Referring expression pointing data
⟨

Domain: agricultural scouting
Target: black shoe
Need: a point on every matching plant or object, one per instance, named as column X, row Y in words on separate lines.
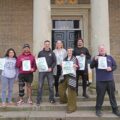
column 117, row 113
column 52, row 101
column 85, row 95
column 98, row 113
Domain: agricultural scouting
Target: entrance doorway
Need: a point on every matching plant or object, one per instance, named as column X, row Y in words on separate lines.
column 68, row 31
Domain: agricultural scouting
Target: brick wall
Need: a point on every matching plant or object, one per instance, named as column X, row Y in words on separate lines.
column 114, row 12
column 16, row 21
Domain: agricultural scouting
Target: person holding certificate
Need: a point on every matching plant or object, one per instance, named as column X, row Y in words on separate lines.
column 104, row 65
column 26, row 65
column 8, row 76
column 68, row 81
column 83, row 57
column 50, row 59
column 60, row 54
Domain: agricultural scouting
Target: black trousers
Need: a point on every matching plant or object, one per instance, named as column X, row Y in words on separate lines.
column 101, row 88
column 84, row 75
column 57, row 77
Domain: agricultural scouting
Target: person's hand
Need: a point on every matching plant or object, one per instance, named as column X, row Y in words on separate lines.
column 82, row 55
column 109, row 69
column 96, row 58
column 49, row 69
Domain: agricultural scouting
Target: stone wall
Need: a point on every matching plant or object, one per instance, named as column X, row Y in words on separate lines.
column 16, row 24
column 114, row 12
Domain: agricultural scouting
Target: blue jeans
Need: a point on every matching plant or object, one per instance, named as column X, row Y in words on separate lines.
column 7, row 82
column 50, row 80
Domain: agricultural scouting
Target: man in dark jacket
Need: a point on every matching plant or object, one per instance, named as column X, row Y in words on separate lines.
column 51, row 62
column 80, row 50
column 104, row 80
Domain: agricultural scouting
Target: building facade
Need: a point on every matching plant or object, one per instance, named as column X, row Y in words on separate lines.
column 33, row 21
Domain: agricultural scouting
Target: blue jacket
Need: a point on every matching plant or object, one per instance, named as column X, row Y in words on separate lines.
column 101, row 74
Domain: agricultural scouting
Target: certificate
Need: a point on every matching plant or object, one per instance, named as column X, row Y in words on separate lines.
column 102, row 62
column 2, row 63
column 67, row 67
column 42, row 64
column 81, row 62
column 26, row 66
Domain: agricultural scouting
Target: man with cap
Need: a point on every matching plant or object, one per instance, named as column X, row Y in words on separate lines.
column 26, row 65
column 82, row 51
column 49, row 55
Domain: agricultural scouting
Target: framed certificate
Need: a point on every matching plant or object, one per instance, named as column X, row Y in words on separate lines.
column 26, row 66
column 102, row 62
column 90, row 76
column 81, row 61
column 2, row 63
column 67, row 67
column 42, row 64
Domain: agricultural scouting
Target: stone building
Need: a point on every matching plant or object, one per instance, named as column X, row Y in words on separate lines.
column 33, row 21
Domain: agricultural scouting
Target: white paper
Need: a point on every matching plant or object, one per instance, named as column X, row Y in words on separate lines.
column 90, row 77
column 102, row 62
column 2, row 63
column 26, row 66
column 81, row 61
column 42, row 64
column 67, row 67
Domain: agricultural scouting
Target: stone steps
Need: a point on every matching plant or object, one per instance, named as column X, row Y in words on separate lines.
column 46, row 106
column 79, row 98
column 56, row 115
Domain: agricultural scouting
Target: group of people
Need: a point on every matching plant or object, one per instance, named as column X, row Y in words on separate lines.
column 66, row 85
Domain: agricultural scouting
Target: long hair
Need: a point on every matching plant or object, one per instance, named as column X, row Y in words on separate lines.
column 7, row 53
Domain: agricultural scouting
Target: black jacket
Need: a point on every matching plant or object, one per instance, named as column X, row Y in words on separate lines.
column 50, row 57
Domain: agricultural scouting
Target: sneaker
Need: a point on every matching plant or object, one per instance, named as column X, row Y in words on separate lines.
column 30, row 101
column 52, row 101
column 20, row 102
column 98, row 113
column 117, row 113
column 56, row 95
column 4, row 104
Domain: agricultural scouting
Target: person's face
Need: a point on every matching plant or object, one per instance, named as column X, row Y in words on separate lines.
column 47, row 45
column 11, row 53
column 59, row 44
column 26, row 49
column 80, row 43
column 102, row 50
column 69, row 52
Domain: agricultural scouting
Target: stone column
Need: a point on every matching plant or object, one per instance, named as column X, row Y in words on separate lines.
column 41, row 23
column 100, row 25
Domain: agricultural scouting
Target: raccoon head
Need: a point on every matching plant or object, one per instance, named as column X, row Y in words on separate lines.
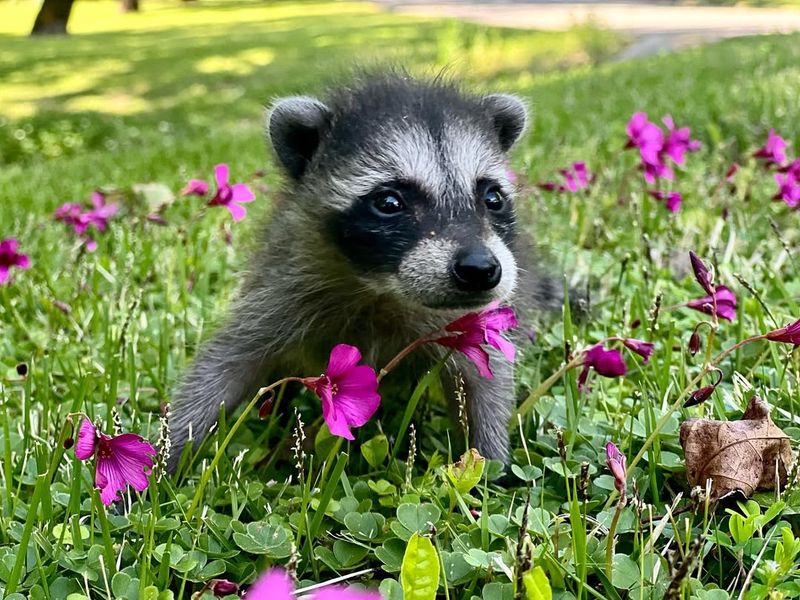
column 410, row 185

⟩

▸ TO DO: Would you please output each record exactly, leaving the images out?

▸ EXERCISE RESULT:
Domain: agricultural scouting
Target: black shoe
Need: a point on every matching plant or object, one per instance, named as column X, row Y in words on separate lines.
column 117, row 113
column 52, row 101
column 85, row 95
column 98, row 113
Domain: agricultural scouting
Target: entrance doorway
Need: a point on every matching plant or object, one per instance, named as column X, row Y in words on separate lines.
column 68, row 31
Domain: agricultural scouting
Target: brick wall
Need: a point on every matching plant or object, one per instance, named as column X, row Y in words on separate lines.
column 114, row 12
column 16, row 21
Domain: agricultural scouting
Target: person holding certificate
Need: a point on every matching plant or object, one per instance, named as column X, row Y in words on separate lines.
column 104, row 65
column 26, row 65
column 8, row 76
column 68, row 81
column 83, row 57
column 50, row 59
column 60, row 54
Domain: agricultural scouting
Target: black trousers
Need: a point on every matching plant or object, one per instance, named as column X, row Y in words on separate lines.
column 101, row 88
column 84, row 75
column 57, row 77
Domain: agricultural scouting
Target: person's hand
Need: a point on every matching plant or object, one per instance, named as column X, row Y in words on separate lines.
column 82, row 55
column 109, row 69
column 96, row 58
column 49, row 69
Domain: agricultural scouting
Target: stone wall
Need: a point on every matching plant or object, one per instance, named as column X, row Y in words on separate lines.
column 16, row 24
column 114, row 12
Domain: agricultural scouting
Target: blue jeans
Need: a point on every matching plant or object, one per instance, named as column X, row Y in words on separate lines.
column 7, row 82
column 50, row 80
Domain: agricultural scouting
Target: man in dark jacket
Need: a point on every matching plant or object, one per instance, named as column X, row Y in words on separate lines.
column 51, row 62
column 80, row 50
column 104, row 80
Domain: agricultural scouting
Target: building facade
Need: a point on every matching plant or object, one per instance, named as column X, row Y in words on separate lines.
column 33, row 21
Domain: agricultural scouting
Target: blue jacket
Need: a point on every matching plant or object, one per instance, named as column X, row Y in words on separate lines.
column 101, row 74
Domain: agricultural scouting
Target: certificate
Need: a point on every matching plant or object, one per instance, named as column X, row Y in words on separate lines.
column 102, row 62
column 2, row 63
column 67, row 67
column 42, row 64
column 81, row 62
column 26, row 66
Domain: agricultural scouting
Target: man with cap
Need: a point on every matching plant or object, one per instance, named as column X, row Y in words on separate lines.
column 26, row 65
column 82, row 51
column 49, row 55
Domain: agricultural scouting
Target: framed certificate
Need: a point on every matching plant or object, one per instance, named as column X, row Y in words on separate lines.
column 26, row 66
column 102, row 62
column 90, row 76
column 81, row 61
column 2, row 63
column 67, row 67
column 42, row 64
Domain: agricultural scouting
Target: stone building
Need: a point on every matching plant or object, one per instance, named as column X, row Y in words on separate lines.
column 33, row 21
Domain: agricultural scouting
Target: white paper
Need: a point on every matching plant or object, one per instance, named as column X, row Y in words on separate lines.
column 90, row 77
column 102, row 62
column 2, row 63
column 26, row 66
column 81, row 61
column 42, row 64
column 67, row 67
Domain: agricultural scouting
Target: stone steps
Need: a point on every matching plant or object, one per instance, named as column X, row Y in words on separate lines.
column 46, row 106
column 79, row 98
column 56, row 115
Domain: agricultural scouting
Target: group of people
Need: a point on every matching plant or object, one per instance, named as column X, row Y in words on separate lines.
column 66, row 85
Domain: agricultural scouting
Target: long hair
Need: a point on every matching plant or object, one per instance, named as column X, row Y in words on separate lines.
column 7, row 53
Domain: agricultural scouting
Target: black jacket
Need: a point on every matching plant or object, one per instance, named as column X, row Y in words on separate lines.
column 50, row 57
Domain: agricultural scouting
Target: sneaker
Need: a point on every matching plant or object, one per instance, named as column X, row Y in words on separate lines.
column 30, row 101
column 52, row 101
column 20, row 102
column 98, row 113
column 117, row 113
column 56, row 95
column 4, row 104
Domain: agricultural scouting
Target: person's face
Need: a point on every matching plant or object, one per instance, named as column X, row Y in words on separate lines.
column 47, row 45
column 11, row 53
column 59, row 44
column 26, row 49
column 80, row 43
column 102, row 50
column 69, row 52
Domain: agricultural scouting
Target: stone column
Need: a point on every matching plant or object, one per instance, named as column X, row Y in words on separate lines.
column 41, row 23
column 100, row 25
Domain: agricultural scouting
Target: raccoon head
Need: a point on every matching plant or object, one per instance, named as column X, row Y in words on separate lines.
column 410, row 185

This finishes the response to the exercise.